Work to do: Find the line that contains "Labeling fields. Category: foam" in the entries below. Output it and each later line exactly, and nothing else.

====== Input rows

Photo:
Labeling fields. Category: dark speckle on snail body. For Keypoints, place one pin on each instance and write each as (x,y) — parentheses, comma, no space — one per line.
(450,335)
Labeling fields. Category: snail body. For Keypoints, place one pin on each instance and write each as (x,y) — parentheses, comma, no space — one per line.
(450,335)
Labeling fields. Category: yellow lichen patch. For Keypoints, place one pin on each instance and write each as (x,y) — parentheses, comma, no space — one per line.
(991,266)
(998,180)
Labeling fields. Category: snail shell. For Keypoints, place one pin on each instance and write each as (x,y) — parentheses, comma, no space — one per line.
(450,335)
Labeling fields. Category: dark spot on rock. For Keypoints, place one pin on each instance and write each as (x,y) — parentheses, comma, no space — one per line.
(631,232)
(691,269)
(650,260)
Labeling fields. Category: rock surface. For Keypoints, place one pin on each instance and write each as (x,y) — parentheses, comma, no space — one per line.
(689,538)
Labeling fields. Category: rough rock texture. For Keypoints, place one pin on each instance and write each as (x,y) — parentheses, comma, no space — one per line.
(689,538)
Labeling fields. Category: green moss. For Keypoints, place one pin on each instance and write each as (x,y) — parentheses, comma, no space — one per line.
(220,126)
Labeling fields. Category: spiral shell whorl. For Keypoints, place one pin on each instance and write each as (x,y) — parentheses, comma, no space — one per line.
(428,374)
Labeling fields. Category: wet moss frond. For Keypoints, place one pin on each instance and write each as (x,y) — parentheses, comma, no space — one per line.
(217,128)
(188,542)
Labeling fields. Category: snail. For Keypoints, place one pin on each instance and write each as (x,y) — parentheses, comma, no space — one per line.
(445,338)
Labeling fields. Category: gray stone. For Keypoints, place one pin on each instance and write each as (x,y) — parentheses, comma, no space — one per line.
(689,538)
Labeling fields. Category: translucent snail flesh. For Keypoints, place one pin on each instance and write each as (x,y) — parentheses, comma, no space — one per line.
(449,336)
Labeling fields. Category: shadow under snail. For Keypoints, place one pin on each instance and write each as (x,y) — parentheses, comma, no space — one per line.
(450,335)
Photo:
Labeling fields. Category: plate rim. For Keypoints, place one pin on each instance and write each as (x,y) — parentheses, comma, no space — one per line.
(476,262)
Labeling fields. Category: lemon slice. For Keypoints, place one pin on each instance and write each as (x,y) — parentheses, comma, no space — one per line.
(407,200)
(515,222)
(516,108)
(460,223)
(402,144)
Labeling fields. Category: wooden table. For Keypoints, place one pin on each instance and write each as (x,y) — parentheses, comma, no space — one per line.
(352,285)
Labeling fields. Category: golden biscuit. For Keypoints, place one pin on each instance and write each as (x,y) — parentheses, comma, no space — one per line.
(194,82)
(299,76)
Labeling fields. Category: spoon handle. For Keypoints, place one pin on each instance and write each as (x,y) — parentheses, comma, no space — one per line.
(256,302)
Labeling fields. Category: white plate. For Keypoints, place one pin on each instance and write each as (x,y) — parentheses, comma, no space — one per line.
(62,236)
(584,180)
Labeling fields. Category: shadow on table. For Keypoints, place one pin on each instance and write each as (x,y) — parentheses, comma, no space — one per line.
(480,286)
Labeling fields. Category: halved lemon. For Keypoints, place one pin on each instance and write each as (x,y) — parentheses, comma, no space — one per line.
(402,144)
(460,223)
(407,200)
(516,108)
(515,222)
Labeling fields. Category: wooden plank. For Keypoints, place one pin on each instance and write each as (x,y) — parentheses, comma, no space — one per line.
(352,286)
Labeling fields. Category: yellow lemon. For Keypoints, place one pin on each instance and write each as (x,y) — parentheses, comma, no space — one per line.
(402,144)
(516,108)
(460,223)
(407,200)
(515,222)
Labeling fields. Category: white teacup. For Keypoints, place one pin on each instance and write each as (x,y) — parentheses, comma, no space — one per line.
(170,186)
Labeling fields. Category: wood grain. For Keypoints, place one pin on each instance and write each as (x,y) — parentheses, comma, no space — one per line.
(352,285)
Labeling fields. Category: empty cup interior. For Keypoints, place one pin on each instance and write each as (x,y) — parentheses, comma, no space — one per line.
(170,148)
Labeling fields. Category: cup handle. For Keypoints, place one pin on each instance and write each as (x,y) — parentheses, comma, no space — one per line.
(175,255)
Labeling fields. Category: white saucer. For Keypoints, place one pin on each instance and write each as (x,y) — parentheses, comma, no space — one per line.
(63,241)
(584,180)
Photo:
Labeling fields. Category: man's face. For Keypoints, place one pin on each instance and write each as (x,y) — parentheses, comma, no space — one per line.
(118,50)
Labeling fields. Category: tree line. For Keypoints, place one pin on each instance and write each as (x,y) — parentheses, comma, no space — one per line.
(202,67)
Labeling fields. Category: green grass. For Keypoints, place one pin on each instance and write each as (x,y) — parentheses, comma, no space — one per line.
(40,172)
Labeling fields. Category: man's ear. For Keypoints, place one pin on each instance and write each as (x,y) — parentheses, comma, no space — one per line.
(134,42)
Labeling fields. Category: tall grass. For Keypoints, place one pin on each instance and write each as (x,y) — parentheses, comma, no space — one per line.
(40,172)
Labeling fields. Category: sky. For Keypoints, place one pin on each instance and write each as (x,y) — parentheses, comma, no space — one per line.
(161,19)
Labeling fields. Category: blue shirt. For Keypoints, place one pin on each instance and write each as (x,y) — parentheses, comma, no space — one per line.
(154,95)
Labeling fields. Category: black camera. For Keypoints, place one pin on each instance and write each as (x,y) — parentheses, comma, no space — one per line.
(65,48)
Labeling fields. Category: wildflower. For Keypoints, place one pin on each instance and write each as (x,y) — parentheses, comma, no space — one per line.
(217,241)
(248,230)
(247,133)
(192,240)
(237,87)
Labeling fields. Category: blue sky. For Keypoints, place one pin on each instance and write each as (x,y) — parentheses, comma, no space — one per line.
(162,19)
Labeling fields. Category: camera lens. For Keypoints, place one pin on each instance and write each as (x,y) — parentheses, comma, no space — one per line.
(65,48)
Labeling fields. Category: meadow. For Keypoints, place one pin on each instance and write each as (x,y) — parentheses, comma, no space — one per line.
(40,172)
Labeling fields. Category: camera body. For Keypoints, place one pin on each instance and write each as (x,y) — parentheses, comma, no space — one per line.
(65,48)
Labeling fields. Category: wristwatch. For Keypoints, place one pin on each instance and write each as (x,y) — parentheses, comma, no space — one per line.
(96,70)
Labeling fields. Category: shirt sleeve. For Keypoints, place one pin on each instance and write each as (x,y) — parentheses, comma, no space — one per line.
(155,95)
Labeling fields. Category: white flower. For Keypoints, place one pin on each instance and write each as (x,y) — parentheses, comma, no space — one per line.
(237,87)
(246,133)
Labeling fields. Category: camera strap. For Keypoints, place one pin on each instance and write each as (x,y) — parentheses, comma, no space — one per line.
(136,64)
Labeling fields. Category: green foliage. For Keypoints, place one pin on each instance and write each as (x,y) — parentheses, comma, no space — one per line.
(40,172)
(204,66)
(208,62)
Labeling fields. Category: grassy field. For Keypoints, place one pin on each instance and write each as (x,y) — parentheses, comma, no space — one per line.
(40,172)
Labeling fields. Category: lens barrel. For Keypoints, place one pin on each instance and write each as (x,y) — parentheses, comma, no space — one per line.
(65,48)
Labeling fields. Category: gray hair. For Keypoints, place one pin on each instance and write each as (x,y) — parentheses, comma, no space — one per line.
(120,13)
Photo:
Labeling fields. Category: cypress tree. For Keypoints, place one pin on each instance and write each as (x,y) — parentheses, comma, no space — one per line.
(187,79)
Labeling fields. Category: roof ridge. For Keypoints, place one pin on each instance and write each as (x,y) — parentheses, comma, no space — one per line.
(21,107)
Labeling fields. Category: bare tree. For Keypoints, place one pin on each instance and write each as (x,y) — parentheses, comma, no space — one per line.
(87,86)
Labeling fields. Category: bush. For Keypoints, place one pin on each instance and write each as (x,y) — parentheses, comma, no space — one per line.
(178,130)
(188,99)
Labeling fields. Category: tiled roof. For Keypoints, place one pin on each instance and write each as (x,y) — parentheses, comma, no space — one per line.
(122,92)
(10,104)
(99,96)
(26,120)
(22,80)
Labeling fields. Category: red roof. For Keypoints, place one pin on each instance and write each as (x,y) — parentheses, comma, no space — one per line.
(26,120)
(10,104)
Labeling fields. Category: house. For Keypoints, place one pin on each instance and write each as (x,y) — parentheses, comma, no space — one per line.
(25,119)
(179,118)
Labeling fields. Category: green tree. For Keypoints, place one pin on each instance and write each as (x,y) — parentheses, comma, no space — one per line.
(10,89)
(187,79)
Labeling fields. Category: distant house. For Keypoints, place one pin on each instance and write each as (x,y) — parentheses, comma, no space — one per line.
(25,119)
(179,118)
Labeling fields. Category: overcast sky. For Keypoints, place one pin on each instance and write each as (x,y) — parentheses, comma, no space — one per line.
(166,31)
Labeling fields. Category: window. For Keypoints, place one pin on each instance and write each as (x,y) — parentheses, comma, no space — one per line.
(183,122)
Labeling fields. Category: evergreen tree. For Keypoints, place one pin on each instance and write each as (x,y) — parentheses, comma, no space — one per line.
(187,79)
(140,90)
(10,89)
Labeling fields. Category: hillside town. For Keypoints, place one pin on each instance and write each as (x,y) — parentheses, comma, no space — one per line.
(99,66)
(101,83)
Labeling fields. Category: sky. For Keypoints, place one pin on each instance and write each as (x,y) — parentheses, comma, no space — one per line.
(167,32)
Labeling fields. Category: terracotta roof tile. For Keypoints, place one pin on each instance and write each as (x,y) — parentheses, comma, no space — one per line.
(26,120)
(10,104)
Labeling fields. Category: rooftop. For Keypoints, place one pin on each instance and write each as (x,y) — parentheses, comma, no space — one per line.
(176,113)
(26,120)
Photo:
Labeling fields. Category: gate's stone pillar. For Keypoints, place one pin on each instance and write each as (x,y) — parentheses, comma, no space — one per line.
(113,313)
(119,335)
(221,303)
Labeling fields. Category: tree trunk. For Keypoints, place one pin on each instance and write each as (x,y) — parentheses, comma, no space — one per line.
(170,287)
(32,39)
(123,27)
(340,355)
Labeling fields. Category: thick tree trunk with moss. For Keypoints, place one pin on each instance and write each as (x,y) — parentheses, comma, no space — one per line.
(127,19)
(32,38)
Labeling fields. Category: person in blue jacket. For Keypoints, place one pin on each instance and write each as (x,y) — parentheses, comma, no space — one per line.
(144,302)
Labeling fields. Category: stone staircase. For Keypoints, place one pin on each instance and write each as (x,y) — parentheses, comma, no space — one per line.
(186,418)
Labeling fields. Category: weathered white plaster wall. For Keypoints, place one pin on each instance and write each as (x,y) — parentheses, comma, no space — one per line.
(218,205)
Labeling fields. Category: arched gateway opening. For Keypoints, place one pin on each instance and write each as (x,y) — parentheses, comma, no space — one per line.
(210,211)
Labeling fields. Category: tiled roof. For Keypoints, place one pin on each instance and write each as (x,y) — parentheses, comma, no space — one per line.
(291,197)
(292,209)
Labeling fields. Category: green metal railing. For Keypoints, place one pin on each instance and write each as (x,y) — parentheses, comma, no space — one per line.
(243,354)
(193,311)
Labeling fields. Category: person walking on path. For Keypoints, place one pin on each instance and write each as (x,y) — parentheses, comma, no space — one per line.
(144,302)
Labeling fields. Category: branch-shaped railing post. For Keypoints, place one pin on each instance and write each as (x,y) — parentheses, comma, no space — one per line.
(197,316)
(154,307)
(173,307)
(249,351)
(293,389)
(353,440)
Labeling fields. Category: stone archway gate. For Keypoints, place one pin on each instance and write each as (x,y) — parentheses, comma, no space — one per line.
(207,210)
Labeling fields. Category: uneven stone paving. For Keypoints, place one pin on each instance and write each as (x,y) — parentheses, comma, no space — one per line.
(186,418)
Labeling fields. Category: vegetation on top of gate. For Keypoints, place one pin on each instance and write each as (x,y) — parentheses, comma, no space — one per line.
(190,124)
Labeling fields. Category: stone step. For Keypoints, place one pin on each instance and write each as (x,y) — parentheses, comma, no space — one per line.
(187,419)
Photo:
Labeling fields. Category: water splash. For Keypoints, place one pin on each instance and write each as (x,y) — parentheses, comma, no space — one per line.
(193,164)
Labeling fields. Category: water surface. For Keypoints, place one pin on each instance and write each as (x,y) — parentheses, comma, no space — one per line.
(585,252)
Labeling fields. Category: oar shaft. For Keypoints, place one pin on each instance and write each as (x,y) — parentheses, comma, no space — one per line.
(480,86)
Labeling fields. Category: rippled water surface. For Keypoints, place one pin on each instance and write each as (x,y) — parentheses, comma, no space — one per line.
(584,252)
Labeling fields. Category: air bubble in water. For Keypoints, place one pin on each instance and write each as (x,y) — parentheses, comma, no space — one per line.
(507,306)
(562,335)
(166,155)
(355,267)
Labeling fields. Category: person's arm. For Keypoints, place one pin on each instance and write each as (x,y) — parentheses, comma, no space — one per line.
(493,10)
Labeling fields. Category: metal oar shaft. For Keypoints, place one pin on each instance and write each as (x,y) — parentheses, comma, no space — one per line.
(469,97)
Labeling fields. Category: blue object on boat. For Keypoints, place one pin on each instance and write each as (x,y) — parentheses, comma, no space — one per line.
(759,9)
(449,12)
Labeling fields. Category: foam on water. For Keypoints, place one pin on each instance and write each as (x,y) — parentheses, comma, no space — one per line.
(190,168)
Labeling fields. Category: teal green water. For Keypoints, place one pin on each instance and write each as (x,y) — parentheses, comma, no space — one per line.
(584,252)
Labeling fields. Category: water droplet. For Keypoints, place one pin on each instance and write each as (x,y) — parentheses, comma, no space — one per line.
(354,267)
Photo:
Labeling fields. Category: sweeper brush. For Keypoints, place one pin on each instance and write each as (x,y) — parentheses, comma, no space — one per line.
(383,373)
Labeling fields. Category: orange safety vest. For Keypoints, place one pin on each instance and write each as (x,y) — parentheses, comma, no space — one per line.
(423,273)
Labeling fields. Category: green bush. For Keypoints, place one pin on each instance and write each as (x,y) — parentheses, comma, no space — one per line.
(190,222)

============

Task answer:
Labeling fields. Category: foam on water. For Keypoints, place one pin on each instance and write each as (x,y) — parentheses, comma, no space — one per line.
(190,168)
Labeling fields. Category: teal green water. For Keypoints, place one pin on each instance and write each as (x,y) — parentheses, comma, no space — one per line.
(584,252)
Labeling fields. Category: water droplet. For Keypoints, place one pin on each instance and write each as (x,y) — parentheses, comma, no space — one per line.
(354,267)
Photo:
Labeling fields. Category: sweeper brush. For Keypoints, place one pin on each instance and write each as (x,y) — parentheses, comma, no space — one per line.
(383,373)
Labeling fields. Category: orange safety vest. For Keypoints, place one pin on each instance and write each as (x,y) — parentheses, comma, no space — one per line.
(423,273)
Labeling fields. Category: green bush. For Keypoints, place one pin on each instance and write each as (x,y) — parentheses, comma, no space — one per line.
(190,222)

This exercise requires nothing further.